Text:
□ □ □

A project called “Dropps” intends to find the answers. The project’s name comes from the fact that oil forms small droplets while being buffeted about within the water mass.
“Research into what really happens in nature during a deep water oil discharge got a major boost following the massive uncontrolled blow-out involving the Deepwater Horizon drilling rig in the Gulf of Mexico in 2010”, says Jørgen Skancke, who is a mathematician, environmental technologist and researcher at SINTEF.
He is currently working with researchers from many countries attempting to identify the best systems for cleaning up after such accidents. “Pouring chemicals on the problem isn’t always the best way”, says Skancke. Sometimes nature breaks down oil slicks itself, and in such situations it’s better to leave nature to get on with it. The trick is knowing when”, he says.
Predicting how oil behaves
The researchers’ “bag of tricks” consists of a gigantic data simulation model, crammed with information about ocean currents, pressure conditions, different oil types, marine bacteria’s ability to “eat” oil and, not least, data obtained from controlled laboratory discharges. Discharge experiments have been carried out in a specially-designed, six-metre high, tower basin. The results have made the simulation model even more effective.
“The tower basin experiments have provided us with new data about the size and properties of the oil droplets formed during an oil discharge”, explains Skancke. There are three highlights:
- The oil’s viscosity, or “stickiness”, is important because highly viscous oils require more turbulent energy to break them down into small droplets than less viscous types.
- The surface tension of the oil also plays a role in determining how a discharge should be “managed” when an accident occurs – the greater the surface tension, the greater the energy required to break the oil down into small droplets.
- The results from the experiments have now been incorporated into the model, so that it now provides more accurate calculations of the droplet size, which in turn determines the fate of the oil after it has entered the water mass.
High pressure and turbulence
While the model is currently being used to assess the risks of oil discharges occurring, it also helps us to identify what steps should be taken when an oil discharge takes place. And the faster we take the correct measures, the greater the effect they will have.
A blow-out can occur from a borehole that is less than 50 centimetres in diameter – and enormous volumes of discharged oil will be involved.
“Just imagine the pressure in an ordinary garden hose, and multiply it by a hundred”, says Skancke.
The turbulence in the oil discharge causes it to break down into small droplets. And it is here that droplet size plays a role. Droplet diameter has a major influence on deciding what clean-up measures are necessary in the aftermath of an accident. The more accurately we can calculate oil droplet size, the better the choices we can make when an accident occurs.
Different sizes – different measures
It is well known that the bigger an oil droplet is, the faster it will rise to the water surface. Large oil droplets that take some hours to reach the surface will form a thick film which can either be recovered using booms, or burned to prevent it reaching the shore.
In contrast, small oil droplets are less buoyant because they encounter more resistance when rising, and thus spend more time in the water column.
While they are rising these droplets have the potential to disperse within the water mass and later be ingested by marine bacteria. An oil droplet that spends several days rising to the surface will thus lose much of its mass before it arrives.

□ □ □

Descriptions of regions in natural language:

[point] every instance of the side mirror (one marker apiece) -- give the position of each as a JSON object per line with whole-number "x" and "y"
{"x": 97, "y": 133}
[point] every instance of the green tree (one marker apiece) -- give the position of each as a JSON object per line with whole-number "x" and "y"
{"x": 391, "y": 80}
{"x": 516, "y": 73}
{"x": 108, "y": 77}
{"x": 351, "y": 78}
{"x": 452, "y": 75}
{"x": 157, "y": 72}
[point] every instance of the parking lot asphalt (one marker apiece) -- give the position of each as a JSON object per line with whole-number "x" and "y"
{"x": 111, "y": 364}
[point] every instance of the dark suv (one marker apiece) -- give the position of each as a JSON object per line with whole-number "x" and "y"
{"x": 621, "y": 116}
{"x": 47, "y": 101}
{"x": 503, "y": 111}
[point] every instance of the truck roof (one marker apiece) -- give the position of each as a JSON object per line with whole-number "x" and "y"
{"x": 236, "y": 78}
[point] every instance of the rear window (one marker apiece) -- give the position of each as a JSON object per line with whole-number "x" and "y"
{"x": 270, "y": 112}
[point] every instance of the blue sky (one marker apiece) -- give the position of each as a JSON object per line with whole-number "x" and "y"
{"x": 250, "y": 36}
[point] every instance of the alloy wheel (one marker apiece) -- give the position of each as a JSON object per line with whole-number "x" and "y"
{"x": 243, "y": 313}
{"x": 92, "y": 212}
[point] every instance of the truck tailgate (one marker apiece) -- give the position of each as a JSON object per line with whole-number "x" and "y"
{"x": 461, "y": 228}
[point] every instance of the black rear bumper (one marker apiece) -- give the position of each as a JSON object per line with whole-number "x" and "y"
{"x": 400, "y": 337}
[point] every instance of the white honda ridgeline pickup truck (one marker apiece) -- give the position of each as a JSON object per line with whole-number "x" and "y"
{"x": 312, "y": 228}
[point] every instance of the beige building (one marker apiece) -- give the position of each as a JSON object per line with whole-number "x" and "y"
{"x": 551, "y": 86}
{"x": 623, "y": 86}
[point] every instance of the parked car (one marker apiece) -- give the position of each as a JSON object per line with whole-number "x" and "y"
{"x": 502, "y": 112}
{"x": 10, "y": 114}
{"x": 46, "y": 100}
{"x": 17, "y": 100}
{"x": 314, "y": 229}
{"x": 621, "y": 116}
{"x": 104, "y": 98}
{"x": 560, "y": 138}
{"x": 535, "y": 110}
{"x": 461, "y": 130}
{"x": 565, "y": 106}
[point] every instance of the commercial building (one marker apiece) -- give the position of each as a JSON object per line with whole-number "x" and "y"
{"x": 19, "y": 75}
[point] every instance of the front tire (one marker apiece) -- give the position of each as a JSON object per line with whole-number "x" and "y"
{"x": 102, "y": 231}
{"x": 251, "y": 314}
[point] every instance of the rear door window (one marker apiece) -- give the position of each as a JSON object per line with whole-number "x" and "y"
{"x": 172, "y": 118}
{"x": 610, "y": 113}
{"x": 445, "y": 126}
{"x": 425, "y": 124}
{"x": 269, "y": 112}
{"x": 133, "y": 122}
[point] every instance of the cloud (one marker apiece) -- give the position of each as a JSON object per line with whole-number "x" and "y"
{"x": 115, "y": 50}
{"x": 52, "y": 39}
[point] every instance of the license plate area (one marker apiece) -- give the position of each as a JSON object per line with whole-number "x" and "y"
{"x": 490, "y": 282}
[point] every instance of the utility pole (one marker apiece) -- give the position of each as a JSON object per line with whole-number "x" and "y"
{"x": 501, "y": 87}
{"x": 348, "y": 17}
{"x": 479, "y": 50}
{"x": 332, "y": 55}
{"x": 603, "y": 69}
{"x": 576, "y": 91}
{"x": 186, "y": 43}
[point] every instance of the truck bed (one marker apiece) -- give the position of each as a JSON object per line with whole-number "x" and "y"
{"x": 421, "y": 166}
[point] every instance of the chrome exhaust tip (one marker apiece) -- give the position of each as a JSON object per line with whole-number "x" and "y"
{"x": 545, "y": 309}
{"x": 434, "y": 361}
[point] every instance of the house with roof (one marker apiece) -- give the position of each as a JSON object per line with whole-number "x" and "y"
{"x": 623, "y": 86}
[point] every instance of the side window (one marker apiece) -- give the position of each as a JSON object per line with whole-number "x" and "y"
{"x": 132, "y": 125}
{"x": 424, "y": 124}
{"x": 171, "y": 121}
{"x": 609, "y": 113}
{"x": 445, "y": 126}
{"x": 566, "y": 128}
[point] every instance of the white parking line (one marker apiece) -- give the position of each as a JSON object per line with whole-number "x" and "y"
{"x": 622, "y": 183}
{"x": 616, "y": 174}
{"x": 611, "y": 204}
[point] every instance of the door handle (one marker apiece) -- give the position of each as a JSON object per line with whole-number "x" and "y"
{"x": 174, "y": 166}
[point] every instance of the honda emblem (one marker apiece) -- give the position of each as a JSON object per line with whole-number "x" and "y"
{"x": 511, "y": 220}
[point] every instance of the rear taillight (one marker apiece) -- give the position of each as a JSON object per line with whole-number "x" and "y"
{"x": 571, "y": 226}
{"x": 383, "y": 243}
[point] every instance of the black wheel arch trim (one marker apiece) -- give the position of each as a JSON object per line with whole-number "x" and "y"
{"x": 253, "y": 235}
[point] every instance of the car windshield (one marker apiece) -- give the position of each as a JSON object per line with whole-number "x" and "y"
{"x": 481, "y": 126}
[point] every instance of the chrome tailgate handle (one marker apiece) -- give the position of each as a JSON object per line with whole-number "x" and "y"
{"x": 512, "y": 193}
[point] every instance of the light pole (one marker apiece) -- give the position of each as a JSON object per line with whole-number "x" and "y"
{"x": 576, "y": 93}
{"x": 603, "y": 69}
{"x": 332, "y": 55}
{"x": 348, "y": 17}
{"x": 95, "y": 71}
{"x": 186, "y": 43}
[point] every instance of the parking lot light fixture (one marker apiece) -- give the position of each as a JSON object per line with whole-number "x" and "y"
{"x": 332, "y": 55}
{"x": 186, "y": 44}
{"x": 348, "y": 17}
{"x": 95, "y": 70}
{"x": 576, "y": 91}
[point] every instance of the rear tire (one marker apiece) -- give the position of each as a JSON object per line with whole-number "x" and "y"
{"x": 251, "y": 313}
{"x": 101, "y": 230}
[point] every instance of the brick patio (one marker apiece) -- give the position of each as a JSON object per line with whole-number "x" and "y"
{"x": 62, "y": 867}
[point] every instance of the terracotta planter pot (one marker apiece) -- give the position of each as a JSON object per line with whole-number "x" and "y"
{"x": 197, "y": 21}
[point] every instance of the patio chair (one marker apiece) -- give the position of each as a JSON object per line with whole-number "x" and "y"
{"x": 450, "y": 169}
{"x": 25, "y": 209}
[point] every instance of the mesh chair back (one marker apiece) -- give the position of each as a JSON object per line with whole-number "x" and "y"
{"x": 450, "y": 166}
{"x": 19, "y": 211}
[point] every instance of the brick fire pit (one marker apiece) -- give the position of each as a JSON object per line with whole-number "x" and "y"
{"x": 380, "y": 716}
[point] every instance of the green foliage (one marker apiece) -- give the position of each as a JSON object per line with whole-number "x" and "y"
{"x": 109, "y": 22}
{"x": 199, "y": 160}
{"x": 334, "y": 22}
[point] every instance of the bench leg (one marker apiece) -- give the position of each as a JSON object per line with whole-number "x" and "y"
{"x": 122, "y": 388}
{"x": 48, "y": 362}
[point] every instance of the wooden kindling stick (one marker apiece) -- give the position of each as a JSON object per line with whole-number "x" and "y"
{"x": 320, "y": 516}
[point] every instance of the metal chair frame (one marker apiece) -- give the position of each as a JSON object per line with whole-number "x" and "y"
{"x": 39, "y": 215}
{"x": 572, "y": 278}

□ □ □

What to do:
a. Using the article on oil droplets, decide whether each statement agrees with it: (i) the discharge experiments were run in a tower basin six meters high; (ii) smaller oil droplets rise to the surface faster than larger ones; (iii) a blow-out can only occur from a borehole more than 50 centimeters in diameter. Answer yes or no for each and quote the words that decide it.
b. Output the passage of the article on oil droplets from "He is currently" to "even more effective.".

Solutions below:
a.
(i) Yes: "Discharge experiments have been carried out in a specially-designed, six-metre high, tower basin."
(ii) No: "It is well known that the bigger an oil droplet is, the faster it will rise to the water surface."
(iii) No: "A blow-out can occur from a borehole that is less than 50 centimetres in diameter"

b.
He is currently working with researchers from many countries attempting to identify the best systems for cleaning up after such accidents. “Pouring chemicals on the problem isn’t always the best way”, says Skancke. Sometimes nature breaks down oil slicks itself, and in such situations it’s better to leave nature to get on with it. The trick is knowing when”, he says.
Predicting how oil behaves
The researchers’ “bag of tricks” consists of a gigantic data simulation model, crammed with information about ocean currents, pressure conditions, different oil types, marine bacteria’s ability to “eat” oil and, not least, data obtained from controlled laboratory discharges. Discharge experiments have been carried out in a specially-designed, six-metre high, tower basin. The results have made the simulation model even more effective.